• [MATERIAL TO PROCESS]
..........

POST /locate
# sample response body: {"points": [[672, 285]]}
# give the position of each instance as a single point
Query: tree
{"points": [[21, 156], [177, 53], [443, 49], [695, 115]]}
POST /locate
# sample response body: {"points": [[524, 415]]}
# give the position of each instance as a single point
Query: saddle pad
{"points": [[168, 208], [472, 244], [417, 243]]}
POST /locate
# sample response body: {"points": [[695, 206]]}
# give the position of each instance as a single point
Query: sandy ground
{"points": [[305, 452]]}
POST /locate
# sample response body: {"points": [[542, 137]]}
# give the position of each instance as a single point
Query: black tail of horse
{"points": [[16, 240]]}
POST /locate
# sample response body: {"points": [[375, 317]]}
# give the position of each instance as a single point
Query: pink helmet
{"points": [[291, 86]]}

..........

• [WHAT THE TASK REQUIRES]
Could you show every line of the listing that holds the string "sample"?

• [PROBLEM SOLUTION]
# sample response body: {"points": [[672, 285]]}
# sample response body: {"points": [[524, 415]]}
# sample response body: {"points": [[695, 206]]}
# sample response body: {"points": [[542, 137]]}
# sample response body: {"points": [[375, 317]]}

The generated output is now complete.